- _DATA ROWS_

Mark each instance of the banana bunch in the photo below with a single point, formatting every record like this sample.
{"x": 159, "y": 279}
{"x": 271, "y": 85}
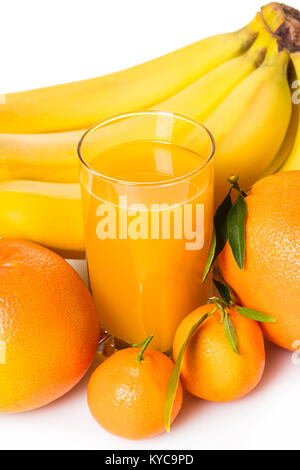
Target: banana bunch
{"x": 238, "y": 84}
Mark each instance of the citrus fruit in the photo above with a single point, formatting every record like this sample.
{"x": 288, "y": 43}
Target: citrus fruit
{"x": 48, "y": 326}
{"x": 127, "y": 397}
{"x": 210, "y": 368}
{"x": 270, "y": 279}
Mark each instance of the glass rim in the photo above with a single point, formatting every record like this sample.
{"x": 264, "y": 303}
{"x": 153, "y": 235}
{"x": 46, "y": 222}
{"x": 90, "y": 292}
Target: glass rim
{"x": 119, "y": 117}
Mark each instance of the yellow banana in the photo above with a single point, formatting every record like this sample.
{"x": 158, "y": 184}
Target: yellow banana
{"x": 273, "y": 15}
{"x": 78, "y": 105}
{"x": 293, "y": 160}
{"x": 53, "y": 157}
{"x": 250, "y": 124}
{"x": 47, "y": 213}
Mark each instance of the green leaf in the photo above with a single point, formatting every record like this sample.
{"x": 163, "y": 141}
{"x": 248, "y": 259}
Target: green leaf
{"x": 220, "y": 234}
{"x": 225, "y": 292}
{"x": 210, "y": 258}
{"x": 174, "y": 379}
{"x": 236, "y": 220}
{"x": 231, "y": 335}
{"x": 220, "y": 223}
{"x": 256, "y": 315}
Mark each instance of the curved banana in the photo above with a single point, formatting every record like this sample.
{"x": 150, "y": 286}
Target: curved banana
{"x": 46, "y": 213}
{"x": 293, "y": 160}
{"x": 250, "y": 125}
{"x": 80, "y": 104}
{"x": 53, "y": 157}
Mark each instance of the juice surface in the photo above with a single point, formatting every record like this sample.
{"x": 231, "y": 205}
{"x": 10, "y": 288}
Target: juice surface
{"x": 143, "y": 277}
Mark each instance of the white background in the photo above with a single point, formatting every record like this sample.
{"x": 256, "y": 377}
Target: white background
{"x": 49, "y": 42}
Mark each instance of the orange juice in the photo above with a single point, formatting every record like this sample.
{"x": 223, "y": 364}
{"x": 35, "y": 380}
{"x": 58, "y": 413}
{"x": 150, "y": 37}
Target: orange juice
{"x": 148, "y": 226}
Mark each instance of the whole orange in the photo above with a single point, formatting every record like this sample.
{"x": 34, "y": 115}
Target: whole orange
{"x": 210, "y": 368}
{"x": 270, "y": 279}
{"x": 48, "y": 326}
{"x": 127, "y": 398}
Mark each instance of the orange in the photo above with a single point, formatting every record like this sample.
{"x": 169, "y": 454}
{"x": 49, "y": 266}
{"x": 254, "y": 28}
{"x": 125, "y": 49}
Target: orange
{"x": 210, "y": 368}
{"x": 270, "y": 279}
{"x": 127, "y": 398}
{"x": 48, "y": 326}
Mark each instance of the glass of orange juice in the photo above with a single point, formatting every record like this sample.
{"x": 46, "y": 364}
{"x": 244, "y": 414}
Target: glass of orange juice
{"x": 147, "y": 190}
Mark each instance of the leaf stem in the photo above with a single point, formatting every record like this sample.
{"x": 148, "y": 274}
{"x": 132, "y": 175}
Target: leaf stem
{"x": 175, "y": 376}
{"x": 144, "y": 345}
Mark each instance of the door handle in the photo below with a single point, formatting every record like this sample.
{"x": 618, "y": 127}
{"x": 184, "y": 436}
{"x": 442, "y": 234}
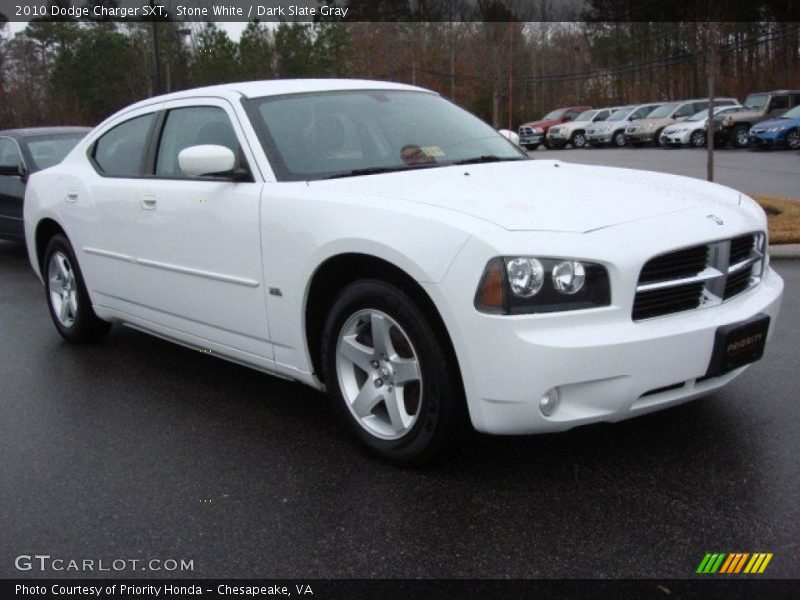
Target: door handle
{"x": 149, "y": 202}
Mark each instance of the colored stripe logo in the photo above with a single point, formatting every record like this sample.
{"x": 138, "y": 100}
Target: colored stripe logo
{"x": 734, "y": 562}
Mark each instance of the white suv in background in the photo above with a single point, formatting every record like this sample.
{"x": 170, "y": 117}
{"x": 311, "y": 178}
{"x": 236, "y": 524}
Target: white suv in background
{"x": 369, "y": 239}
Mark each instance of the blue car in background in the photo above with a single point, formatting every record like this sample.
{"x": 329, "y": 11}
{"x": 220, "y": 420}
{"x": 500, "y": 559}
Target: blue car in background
{"x": 781, "y": 131}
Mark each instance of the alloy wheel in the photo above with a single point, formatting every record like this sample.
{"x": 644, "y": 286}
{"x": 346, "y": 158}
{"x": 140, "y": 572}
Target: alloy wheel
{"x": 379, "y": 374}
{"x": 741, "y": 137}
{"x": 63, "y": 289}
{"x": 793, "y": 139}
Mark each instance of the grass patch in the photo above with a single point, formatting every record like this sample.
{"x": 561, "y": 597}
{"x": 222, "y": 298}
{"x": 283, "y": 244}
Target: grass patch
{"x": 783, "y": 216}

- _THE EXERCISE_
Find the line containing "Mark each instance of the door" in the listing above. Restate it and every line after it, word for word, through the final line, leaving out the pictures.

- _WRITTEN SOLUTION_
Mark each instance of the door handle in the photo below with a single point, formatting every record like this sample.
{"x": 618, "y": 127}
{"x": 184, "y": 436}
{"x": 442, "y": 234}
Target: door handle
{"x": 149, "y": 202}
Mark each instance of the colored stripe logo in the photo above with a single point, formatting every record like this sample.
{"x": 138, "y": 100}
Target: colored stripe logo
{"x": 734, "y": 562}
Mark each instance of the white suv in background in the photo above with a single point, formatting every record like this sample.
{"x": 170, "y": 117}
{"x": 311, "y": 178}
{"x": 236, "y": 524}
Target: white suv in background
{"x": 369, "y": 239}
Mark each instance of the blue car in background in the photo above with a single point, formatting every record like this sample.
{"x": 329, "y": 11}
{"x": 220, "y": 420}
{"x": 500, "y": 559}
Target: blue car in background
{"x": 781, "y": 131}
Mark each instance of the alloy wheel in the photo above with a single point, formatting every record like this sample.
{"x": 644, "y": 286}
{"x": 346, "y": 158}
{"x": 140, "y": 572}
Target: alloy wheel
{"x": 379, "y": 374}
{"x": 741, "y": 137}
{"x": 63, "y": 289}
{"x": 793, "y": 139}
Mark each instance of the grass patch in the photo above with a single point, formatting every record like this sample.
{"x": 561, "y": 597}
{"x": 222, "y": 298}
{"x": 283, "y": 244}
Target: grass patch
{"x": 783, "y": 216}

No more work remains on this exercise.